QUOTED PASSAGE
Summer Festival on Anguilla is
a typical Caribbean emancipation celebration, it has been occurring on
the island for over a quarter century. It's roots however, are found in
the decades of old traditional August Monday fairs, Bazaars and the old
time Christmas festivities, which features many African influenced
cultural expressions of island life. These activities were organized by
the churches and featured wirewalkers, May pole dancers, Mock-a-Jumbies
and games among other things.
Today's festivities still exude the same charm and spirit of
those early days of festivities. Carnival as we know it today is a
reflection of a typical contemporary Caribbean Carnivals. The Anguilla Summer
Festival Committee's goal is to revive the traditional art forms and
merge them with our modern prospective of mass playing and cultural
extravaganzas.
The Anguilla Summer Festival events feature musical spectaculars, kiddies' parade and grand parade of troupes, J'ouvert, Miss Anguilla Pageant
and bathing suit competition, Prince & Princess Pageant Jr. &
Senior calypso Ms. Talented Teen, International Soca and Reggae Night
and the Leeward Islands Calypso Monarch competition. This much sought
after competition will celebrate its tenth anniversary this year, last
years' winner is Queen Ivena of Antigua. All these activities take
place at the Landsome Bowl Cultural Centre. Ex-site of the Wardens
residence with was destroyed in the 1967 revolution.
Anguilla Summer
Festival focuses on August Monday, which is the first Monday of August,
August Monday officially began to be celebrated in 1940 with
boatracing. This sport has been merged with the cultural aspects of
carnival, which is now known as Summer Festival. Unlike most of the
Anglophile Caribbean islands where cricket is the national sport,
boatracing has outdone cricket as the favorite national pastime for
Anguillians, boatracing is a tradition that dated back many generations
prior to 1940.
The art of Boatracing was born out of the Anguillians' natural love
for and dependence of the sea. Also, the hardships of life, which where
symbolic of the struggle for basic survival between Anguillians' and
there almost desert terrain habitat further, cemented this love for the
sea.
Anguilla had
been a failed plantation for the early British settlers. Very early in
the settlement mission they were forced to abandon the island and flee
to the more fertile places like Cancun, the BVI and St. Croix. This in
turn created on Anguilla a strange and unique colonial sociological situation absent of chattel slavery as was so common in other Caribbean islands.
The frequency of droughts led and forced an intimate dependence on
the sea to compliment and subsidize what the land did not have to offer.

DESCRIPTION OF THE TASK
Set down word for word the stretch of the Anguilla Summer Festival passage above that opens with the words "Summer Festival on" and closes with "among other things.".

DATA SHOWN
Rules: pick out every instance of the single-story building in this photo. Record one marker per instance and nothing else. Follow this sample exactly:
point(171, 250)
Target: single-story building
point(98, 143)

FINAL RESULT
Summer Festival on Anguilla is
a typical Caribbean emancipation celebration, it has been occurring on
the island for over a quarter century. It's roots however, are found in
the decades of old traditional August Monday fairs, Bazaars and the old
time Christmas festivities, which features many African influenced
cultural expressions of island life. These activities were organized by
the churches and featured wirewalkers, May pole dancers, Mock-a-Jumbies
and games among other things.